Document text:
_ _ _

The glymphatic expansion of interstitial space during N3 sleep does more than dilute extracellular proteins; it generates rhythmic shear forces that mechanically destabilize sub‑critical tau oligomers before they become aggregation‑competent. As CSF pulsates through perivascular channels driven by slow delta oscillations, the resulting oscillatory shear stress exceeds the critical force needed to unwind loosely bound β‑sheet interfaces in nascent oligomers, promoting their disassembly into monomers or smaller, non‑toxic species. This mechanical remodeling creates a pool of soluble tau that is both more amenable to glymphatic clearance and better suited for recognition by autophagy receptors that preferentially bind exposed hydrophobic patches. Simultaneously, the same shear stimulus activates mechanosensitive integrin‑FAK signaling in astrocytes and neurons, which phosphorylates ULK1 and accelerates autophagosome formation, thereby coupling extracellular waste removal to intracellular aggregate degradation. In contrast, chronic sleep deprivation reduces interstitial volume, dampens shear amplitude, and allows oligomers to persist long enough to undergo structural consolidation into protease‑resistant seeds that evade both glymphatic efflux and autophagic capture.

Testable predictions

1. In vivo two‑photon imaging of tau‑FRET reporters in mice will show a decrease in oligomer‑specific FRET efficiency during natural N3 sleep that is abolished by AQP4 knockdown or by pharmacologically suppressing slow‑wave activity.
2. Applying oscillatory shear stress (0.5–2 Hz, 0.5–2 Pa) to cultured neurons expressing human tau‑P301S will reduce oligomer levels measured by conformation‑specific antibodies (TOC1, T22) without altering total tau, an effect blocked by inhibiting integrin β1 or FAK.

_ _ _

[Stored records]
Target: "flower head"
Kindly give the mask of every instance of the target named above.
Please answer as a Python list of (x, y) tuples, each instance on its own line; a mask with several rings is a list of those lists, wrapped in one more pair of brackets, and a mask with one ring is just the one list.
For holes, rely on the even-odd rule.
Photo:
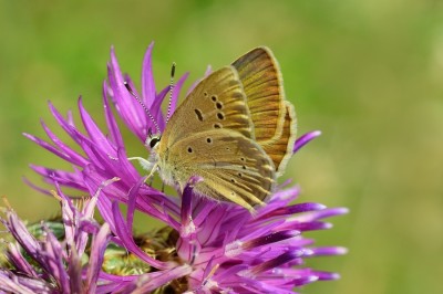
[[(80, 276), (86, 276), (89, 283), (95, 283), (94, 291), (97, 293), (292, 293), (293, 288), (315, 281), (338, 279), (336, 273), (307, 267), (305, 260), (342, 254), (346, 250), (313, 246), (313, 240), (305, 238), (303, 232), (329, 229), (331, 225), (322, 219), (346, 213), (343, 208), (327, 209), (310, 202), (290, 204), (298, 198), (299, 188), (282, 185), (265, 207), (251, 214), (241, 207), (194, 195), (194, 185), (204, 180), (198, 177), (193, 177), (183, 192), (178, 191), (178, 197), (145, 183), (146, 176), (141, 175), (128, 160), (111, 103), (141, 144), (145, 143), (150, 129), (164, 129), (165, 115), (161, 105), (169, 87), (156, 90), (152, 49), (153, 45), (148, 48), (143, 62), (141, 93), (136, 92), (131, 78), (121, 73), (114, 51), (111, 51), (107, 81), (103, 84), (105, 133), (85, 111), (81, 98), (79, 111), (85, 133), (76, 127), (71, 113), (63, 117), (50, 104), (52, 115), (80, 146), (81, 153), (63, 143), (44, 123), (42, 126), (50, 141), (25, 134), (73, 166), (72, 170), (31, 166), (47, 182), (60, 187), (58, 195), (63, 203), (66, 232), (63, 242), (47, 229), (47, 239), (37, 242), (24, 225), (16, 224), (18, 218), (11, 211), (9, 221), (4, 221), (22, 250), (41, 266), (43, 281), (55, 281), (56, 287), (42, 282), (48, 286), (42, 292), (63, 292), (69, 286), (72, 290), (72, 284), (86, 291)], [(175, 85), (171, 99), (172, 112), (186, 77), (187, 74), (183, 75)], [(148, 109), (148, 115), (134, 95)], [(302, 136), (293, 150), (318, 135), (319, 132), (312, 132)], [(33, 187), (49, 193), (43, 188)], [(84, 209), (81, 213), (73, 210), (69, 198), (63, 196), (63, 188), (74, 188), (92, 196), (91, 201), (94, 204), (96, 202), (104, 224), (93, 221), (93, 204), (87, 213)], [(121, 212), (121, 206), (127, 207), (126, 216)], [(70, 209), (65, 212), (64, 207)], [(145, 231), (150, 232), (134, 235), (135, 211), (156, 218), (164, 223), (164, 228), (154, 230), (147, 223)], [(17, 231), (20, 233), (14, 233)], [(86, 250), (86, 240), (91, 235), (93, 242)], [(24, 241), (22, 237), (31, 241)], [(52, 255), (42, 254), (48, 246)], [(18, 248), (13, 251), (11, 248), (11, 252), (17, 255), (14, 259), (16, 255), (10, 254), (12, 261), (17, 260), (13, 263), (16, 269), (24, 271), (27, 279), (42, 281), (39, 273), (25, 264), (27, 259), (19, 255), (21, 251)], [(89, 265), (81, 262), (81, 256), (85, 254), (90, 256)], [(55, 266), (52, 263), (54, 259), (64, 262)], [(75, 274), (70, 275), (71, 272)], [(2, 274), (7, 277), (11, 273), (6, 271)], [(21, 286), (24, 283), (18, 277), (11, 281), (14, 281), (13, 285)]]

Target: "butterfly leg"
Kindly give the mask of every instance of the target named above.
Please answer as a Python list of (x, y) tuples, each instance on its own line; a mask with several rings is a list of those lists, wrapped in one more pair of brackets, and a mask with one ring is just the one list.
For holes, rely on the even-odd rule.
[(153, 182), (154, 174), (158, 168), (158, 164), (153, 165), (150, 160), (143, 157), (130, 157), (127, 160), (138, 160), (138, 164), (143, 167), (143, 169), (151, 170), (150, 175), (147, 175), (145, 182), (150, 180), (150, 186)]

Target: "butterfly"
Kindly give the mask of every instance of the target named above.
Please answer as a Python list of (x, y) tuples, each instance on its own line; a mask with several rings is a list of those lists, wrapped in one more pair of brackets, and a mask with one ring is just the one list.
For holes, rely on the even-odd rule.
[(295, 117), (274, 54), (256, 48), (194, 87), (163, 134), (146, 140), (142, 165), (182, 191), (199, 177), (196, 195), (255, 211), (292, 154)]

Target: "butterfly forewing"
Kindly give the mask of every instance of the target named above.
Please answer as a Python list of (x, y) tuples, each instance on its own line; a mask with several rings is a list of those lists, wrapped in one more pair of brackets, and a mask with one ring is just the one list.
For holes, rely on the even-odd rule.
[(257, 48), (233, 63), (243, 83), (257, 143), (281, 134), (285, 93), (280, 70), (267, 48)]
[(189, 135), (174, 144), (166, 156), (181, 187), (189, 177), (199, 176), (203, 181), (194, 191), (249, 210), (264, 203), (275, 182), (275, 167), (265, 150), (230, 129)]
[(223, 67), (198, 83), (171, 117), (161, 146), (172, 146), (189, 134), (223, 128), (254, 138), (246, 96), (233, 66)]

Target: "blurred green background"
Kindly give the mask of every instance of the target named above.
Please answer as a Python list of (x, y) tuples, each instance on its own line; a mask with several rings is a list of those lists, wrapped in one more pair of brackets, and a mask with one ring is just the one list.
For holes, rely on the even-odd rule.
[[(96, 120), (110, 46), (140, 86), (155, 41), (158, 86), (173, 61), (186, 86), (206, 66), (272, 49), (299, 134), (323, 135), (292, 158), (300, 201), (344, 206), (312, 233), (346, 256), (309, 261), (342, 279), (305, 293), (443, 293), (443, 3), (416, 1), (0, 1), (0, 188), (27, 219), (56, 202), (31, 190), (28, 164), (66, 167), (21, 133), (55, 127), (80, 94)], [(59, 132), (61, 134), (61, 132)], [(136, 143), (136, 140), (132, 140)], [(142, 147), (133, 147), (142, 153)], [(142, 154), (143, 156), (143, 154)]]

_ _ _

Work order A: Rewrite the passage on sleep and tau clearance, starting with "1. In vivo two‑photon" and going on through "integrin β1 or FAK.", and swap "cultured neurons" for "primary neurons".
Work order B: Carry on the passage on sleep and tau clearance from its final sentence.

Expected output A:
1. In vivo two‑photon imaging of tau‑FRET reporters in mice will show a decrease in oligomer‑specific FRET efficiency during natural N3 sleep that is abolished by AQP4 knockdown or by pharmacologically suppressing slow‑wave activity.
2. Applying oscillatory shear stress (0.5–2 Hz, 0.5–2 Pa) to primary neurons expressing human tau‑P301S will reduce oligomer levels measured by conformation‑specific antibodies (TOC1, T22) without altering total tau, an effect blocked by inhibiting integrin β1 or FAK.

Expected output B:
3. Sleep‑deprived mice will exhibit a higher proportion of detergent‑insoluble tau that co‑sediments with lysosome markers, indicating failed autophagic engagement, whereas shear‑treated wild‑type mice will show increased LC3‑II accumulation and p62 degradation correlating with CSF influx speed measured by intrathecal contrast‑enhanced MRI.
4. Human polysomnography data linked to PET‑derived tau burden will reveal that individuals with reduced slow‑wave amplitude (proxy for lower CSF shear) have a higher ratio of PET‑visible tau to CSF‑soluble tau, even after controlling for total sleep time.

Falsifiability If experimental manipulation of shear stress fails to alter oligomer concentrations or autophagic flux, or if enhancing glymphatic flow without altering interstitial dynamics (e.g., via AQP4 overexpression) does not improve tau clearance, the hypothesis that mechanical shear is a primary driver of nocturnal tau triage would be refuted. Conversely, demonstration that shear alone recapitulates the protective effects of sleep on tau homeostasis would substantiate the model and suggest that therapeutic strategies targeting interstitial mechanics—such as low‑frequency transcranial ultrasound—could mimic sleep’s proteostatic benefits.